┌─ Document segment

HIGHLY doubt it is a betta. TO ME, it looks like a gourami, but it doesn't have the tell-tale whiskers. It kind of has the shape I might expect from a barb type fish. there are tons of barbs, Ill see if I can figure it out.


----------



## 07candyr6 (Jul 21, 2009)

yea i didnt think it would be a betta but im no fish expert so i just throwing out there.


----------



## Chief (Nov 21, 2009)

Looks like a rainbowfish, barb, or gourami body. Odd looking fish, sweet find tho. GL, maybe somebody else has a better idea.


----------



## Chief (Nov 21, 2009)

Lied, think its a "butterfly koi" or similar type. This pic is pretty bad, but looks a LOT like what you have.


----------



## 07candyr6 (Jul 21, 2009)

└─
┌─ Provided information

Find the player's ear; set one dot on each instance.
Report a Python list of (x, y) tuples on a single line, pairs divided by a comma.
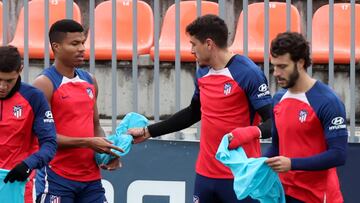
[(20, 69), (301, 63), (209, 42)]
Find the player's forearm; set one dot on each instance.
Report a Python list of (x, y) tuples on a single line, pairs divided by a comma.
[(266, 116), (71, 142), (333, 157), (45, 154), (180, 120), (99, 132)]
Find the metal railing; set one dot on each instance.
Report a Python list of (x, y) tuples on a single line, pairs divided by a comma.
[(156, 70)]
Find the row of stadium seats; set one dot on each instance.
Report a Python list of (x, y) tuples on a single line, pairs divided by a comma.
[(103, 39)]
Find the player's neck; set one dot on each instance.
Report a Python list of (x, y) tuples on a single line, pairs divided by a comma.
[(64, 70), (303, 84), (220, 60)]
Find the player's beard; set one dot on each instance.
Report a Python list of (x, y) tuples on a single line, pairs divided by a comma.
[(293, 77)]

└─

### Actions to take
A: Answer these about the fish identification thread:
(i) What tell-tale feature does the first post say the fish lacks, even though it looks like a gourami?
(ii) What three kinds of fish body does Chief first say the fish looks like?
(iii) What type of fish does Chief name in the later post?
B: Carry on the fish identification thread from its last line.

### Answers per task
A:
(i) Whiskers.
(ii) A rainbowfish, barb, or gourami body.
(iii) A "butterfly koi" or a similar type.

B:
yes it does very similar! i was looking at pics on yahoo and all the ones I saw small and large have so whiskers?? the one I have has none or look like there has ever been any in case they had been bitten off or something. also the fish is still very skiddish towards the light. it wont come out unless the lights are off.


----------



## 07candyr6 (Jul 21, 2009)

alright CHIEF you were right it was a barb! a long finned rosy barb


----------



## 64chevy (Jul 23, 2009)

long fin rosy barb


----------



## WhiteGloveAquatics (Sep 3, 2009)

Nice looking barb.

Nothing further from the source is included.